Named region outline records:
------------------------------------------------------------------------

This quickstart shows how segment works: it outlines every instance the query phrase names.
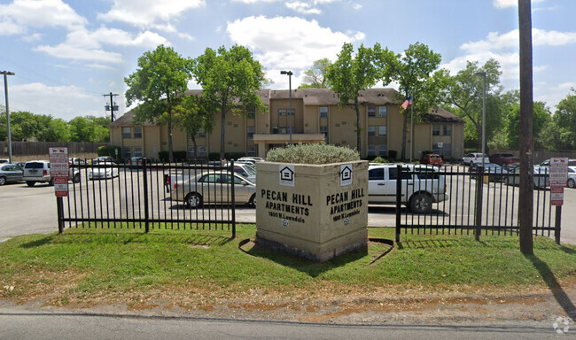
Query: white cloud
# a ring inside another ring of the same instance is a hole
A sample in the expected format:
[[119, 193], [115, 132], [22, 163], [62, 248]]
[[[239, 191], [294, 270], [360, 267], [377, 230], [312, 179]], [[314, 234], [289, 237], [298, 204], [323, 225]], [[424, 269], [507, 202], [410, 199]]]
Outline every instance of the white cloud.
[[[499, 34], [490, 32], [486, 40], [466, 42], [460, 48], [471, 53], [483, 50], [504, 50], [518, 47], [519, 33], [518, 29]], [[561, 46], [576, 43], [576, 32], [546, 31], [532, 29], [532, 43], [533, 46]]]
[[[33, 101], [30, 94], [34, 94]], [[51, 87], [41, 82], [11, 85], [10, 97], [14, 111], [50, 114], [66, 121], [77, 116], [101, 116], [104, 112], [101, 96], [88, 94], [76, 86]]]
[[344, 42], [363, 38], [362, 33], [344, 34], [321, 27], [316, 20], [294, 17], [248, 17], [228, 23], [230, 40], [247, 46], [268, 70], [276, 87], [287, 88], [288, 79], [280, 70], [294, 73], [292, 85], [298, 86], [299, 73], [315, 60], [336, 58]]
[[121, 29], [102, 27], [91, 32], [84, 28], [74, 30], [68, 33], [66, 42], [60, 44], [41, 45], [35, 50], [59, 58], [117, 64], [122, 61], [121, 54], [104, 50], [103, 44], [155, 48], [161, 43], [167, 43], [167, 40], [153, 32], [133, 35]]
[[[543, 3], [544, 1], [546, 0], [532, 0], [532, 3], [533, 4]], [[502, 8], [518, 6], [518, 0], [494, 0], [493, 4], [494, 7], [502, 9]]]
[[102, 20], [118, 20], [149, 27], [158, 21], [174, 20], [183, 12], [206, 5], [205, 0], [113, 0], [110, 11], [98, 13]]
[[13, 26], [17, 26], [17, 34], [19, 34], [26, 32], [27, 27], [73, 29], [87, 23], [84, 17], [61, 0], [14, 0], [10, 4], [0, 4], [0, 35], [6, 32], [6, 26], [12, 27], [12, 30]]

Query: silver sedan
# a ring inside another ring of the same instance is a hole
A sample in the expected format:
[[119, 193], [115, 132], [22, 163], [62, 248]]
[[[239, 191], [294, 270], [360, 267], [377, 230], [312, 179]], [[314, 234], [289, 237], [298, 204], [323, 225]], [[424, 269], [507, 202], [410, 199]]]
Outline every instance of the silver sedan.
[[173, 201], [185, 202], [191, 208], [199, 208], [204, 204], [228, 204], [232, 194], [234, 179], [236, 203], [256, 205], [256, 184], [237, 174], [206, 172], [176, 180], [170, 188]]

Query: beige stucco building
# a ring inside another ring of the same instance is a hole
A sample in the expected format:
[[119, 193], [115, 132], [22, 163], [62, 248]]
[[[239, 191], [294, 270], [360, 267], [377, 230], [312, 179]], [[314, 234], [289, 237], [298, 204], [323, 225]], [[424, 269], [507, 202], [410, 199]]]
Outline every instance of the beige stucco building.
[[[189, 90], [187, 95], [199, 95], [201, 90]], [[393, 89], [371, 89], [360, 93], [362, 158], [387, 156], [401, 152], [403, 111], [394, 100]], [[262, 89], [259, 95], [268, 112], [226, 114], [225, 150], [246, 156], [265, 157], [269, 150], [282, 147], [292, 141], [320, 143], [357, 148], [356, 114], [353, 106], [340, 107], [337, 94], [325, 89], [292, 90], [290, 114], [289, 92], [284, 89]], [[292, 120], [291, 120], [292, 118]], [[167, 151], [167, 128], [151, 122], [135, 124], [134, 113], [128, 112], [110, 125], [111, 143], [122, 148], [124, 158], [144, 156], [158, 158], [160, 151]], [[190, 158], [195, 155], [206, 158], [220, 152], [220, 114], [211, 133], [196, 135], [198, 150], [185, 131], [173, 128], [173, 151], [186, 151]], [[414, 124], [414, 140], [410, 124], [407, 135], [406, 158], [417, 159], [423, 151], [432, 151], [447, 158], [460, 158], [463, 153], [463, 121], [441, 108], [435, 108]]]

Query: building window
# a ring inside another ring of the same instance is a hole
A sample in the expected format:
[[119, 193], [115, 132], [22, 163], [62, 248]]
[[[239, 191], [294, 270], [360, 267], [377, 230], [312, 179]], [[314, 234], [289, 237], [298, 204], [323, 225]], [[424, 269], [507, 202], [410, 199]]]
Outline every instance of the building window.
[[246, 136], [248, 138], [253, 138], [255, 133], [256, 133], [256, 127], [246, 127]]
[[324, 141], [328, 141], [328, 127], [320, 127], [320, 133], [324, 134]]
[[198, 157], [206, 157], [206, 146], [198, 147]]
[[132, 130], [130, 128], [122, 128], [122, 138], [132, 138]]
[[128, 146], [123, 147], [122, 155], [124, 155], [124, 158], [130, 158], [132, 157], [132, 150]]
[[134, 128], [134, 138], [142, 138], [142, 128]]
[[246, 110], [246, 118], [249, 120], [253, 120], [256, 117], [256, 109], [254, 107], [251, 107], [248, 110]]
[[378, 145], [378, 156], [385, 157], [388, 153], [387, 145]]
[[328, 118], [328, 106], [320, 106], [320, 118]]

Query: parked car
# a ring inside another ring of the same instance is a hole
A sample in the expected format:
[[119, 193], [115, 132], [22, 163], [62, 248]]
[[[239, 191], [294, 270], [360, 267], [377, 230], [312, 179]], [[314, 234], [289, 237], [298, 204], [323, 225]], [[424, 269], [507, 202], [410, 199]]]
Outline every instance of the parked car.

------------------------------------------------------------------------

- Aim -
Rewrite all of the records above as a JSON list of strings, with each line as its own string and no blank lines. Leave the pictures out.

- Expected answer -
[
  "This quickstart shows how segment works: it outlines every instance the query phrase names.",
  "Query: white cloud",
  "# a ring inside another ring of the same instance is a hole",
  "A sample in the expected format:",
  "[[119, 193], [115, 132], [22, 163], [62, 248]]",
  "[[[239, 191], [294, 270], [360, 267], [377, 230], [312, 179]], [[314, 234], [289, 237], [298, 204], [323, 225]], [[424, 269], [507, 202], [410, 199]]]",
  "Outline every instance of the white cloud.",
  "[[[499, 34], [490, 32], [486, 40], [466, 42], [460, 48], [471, 53], [483, 50], [504, 50], [518, 47], [519, 33], [518, 29]], [[561, 46], [576, 43], [576, 32], [546, 31], [532, 29], [532, 43], [533, 46]]]",
  "[[[33, 101], [30, 94], [34, 94]], [[51, 87], [41, 82], [11, 85], [10, 97], [14, 111], [50, 114], [66, 121], [77, 116], [101, 116], [104, 112], [101, 96], [88, 94], [76, 86]]]",
  "[[344, 42], [363, 38], [362, 33], [344, 34], [321, 27], [316, 20], [294, 17], [248, 17], [228, 23], [230, 40], [247, 46], [268, 70], [276, 87], [287, 88], [288, 79], [280, 70], [294, 73], [292, 85], [298, 86], [299, 73], [315, 60], [336, 58]]",
  "[[121, 29], [102, 27], [91, 32], [84, 28], [74, 30], [68, 33], [66, 42], [60, 44], [41, 45], [35, 50], [59, 58], [117, 64], [122, 61], [121, 54], [104, 50], [103, 44], [155, 48], [161, 43], [167, 43], [167, 40], [153, 32], [133, 35]]",
  "[[[543, 3], [544, 1], [546, 0], [532, 0], [532, 3], [533, 4]], [[502, 8], [518, 6], [518, 0], [494, 0], [493, 4], [494, 7], [502, 9]]]",
  "[[102, 20], [118, 20], [149, 27], [158, 21], [174, 20], [183, 12], [206, 5], [205, 0], [113, 0], [110, 11], [98, 13]]",
  "[[13, 26], [17, 26], [17, 34], [19, 34], [26, 32], [27, 27], [73, 29], [87, 23], [84, 17], [61, 0], [14, 0], [10, 4], [0, 4], [0, 35], [6, 32], [6, 26], [12, 27], [12, 30]]",
  "Query: silver sedan",
  "# a ring inside another ring of the same instance is a hole",
  "A sample in the expected format:",
  "[[119, 193], [115, 132], [22, 163], [62, 248]]",
  "[[[239, 191], [294, 270], [360, 267], [377, 230], [312, 179]], [[314, 234], [289, 237], [298, 204], [323, 225]], [[424, 269], [507, 202], [410, 199]]]",
  "Outline every instance of the silver sedan.",
  "[[173, 201], [185, 202], [191, 208], [199, 208], [204, 204], [228, 204], [232, 194], [234, 179], [236, 203], [256, 205], [256, 184], [237, 174], [206, 172], [176, 180], [170, 188]]",
  "Query: beige stucco building",
  "# a ring inside another ring of the same instance is a hole",
  "A sample in the expected format:",
  "[[119, 193], [115, 132], [22, 163], [62, 248]]",
  "[[[239, 191], [294, 270], [360, 267], [377, 230], [312, 179]], [[314, 234], [289, 237], [298, 204], [323, 225]], [[424, 269], [507, 202], [410, 199]]]",
  "Outline every instance of the beige stucco building.",
  "[[[189, 90], [187, 95], [199, 95], [201, 90]], [[393, 89], [371, 89], [360, 93], [362, 158], [387, 156], [401, 152], [403, 111], [394, 100]], [[262, 89], [259, 95], [268, 112], [226, 114], [225, 150], [246, 156], [265, 157], [269, 150], [282, 147], [292, 141], [320, 143], [357, 148], [356, 114], [353, 106], [340, 107], [337, 94], [325, 89], [292, 90], [290, 114], [289, 92], [284, 89]], [[292, 120], [291, 120], [292, 118]], [[167, 151], [167, 128], [151, 122], [135, 124], [134, 113], [128, 112], [110, 125], [111, 143], [122, 148], [124, 158], [144, 156], [158, 158], [160, 151]], [[190, 158], [195, 155], [206, 158], [220, 152], [220, 114], [211, 133], [196, 135], [198, 150], [185, 131], [173, 128], [173, 151], [186, 151]], [[414, 124], [414, 140], [410, 124], [407, 135], [406, 158], [417, 159], [423, 151], [432, 151], [447, 158], [460, 158], [463, 153], [463, 121], [441, 108], [435, 108]]]",
  "Query: building window",
  "# a ring inside another ring of the same instance is a hole",
  "A sample in the expected format:",
  "[[119, 193], [115, 132], [22, 163], [62, 248]]",
  "[[[239, 191], [294, 270], [360, 267], [377, 230], [312, 179]], [[314, 234], [289, 237], [298, 204], [323, 225]], [[424, 269], [507, 202], [410, 199]]]",
  "Outline every instance of the building window.",
  "[[246, 136], [248, 138], [253, 138], [255, 133], [256, 133], [256, 127], [246, 127]]",
  "[[324, 141], [328, 141], [328, 127], [320, 127], [320, 133], [324, 134]]",
  "[[198, 157], [206, 157], [206, 146], [198, 147]]",
  "[[132, 130], [130, 128], [122, 128], [122, 138], [132, 138]]",
  "[[128, 146], [123, 147], [122, 155], [124, 155], [124, 158], [130, 158], [132, 157], [132, 150]]",
  "[[134, 128], [134, 138], [142, 138], [142, 128]]",
  "[[246, 110], [246, 118], [249, 120], [253, 120], [256, 117], [256, 109], [254, 107], [251, 107], [248, 110]]",
  "[[378, 145], [378, 156], [385, 157], [388, 153], [387, 145]]",
  "[[328, 118], [328, 106], [320, 106], [320, 118]]",
  "Query: parked car",
  "# a ring inside another ring of the same instance is a hole",
  "A sample in the expected format:",
  "[[119, 193], [115, 132], [22, 163], [62, 248]]",
  "[[[239, 191], [294, 270], [360, 267], [377, 230], [312, 179]], [[314, 234], [289, 237], [298, 204], [323, 225]], [[424, 269], [507, 202], [410, 199]]]",
  "Outline every instance of the parked car."
]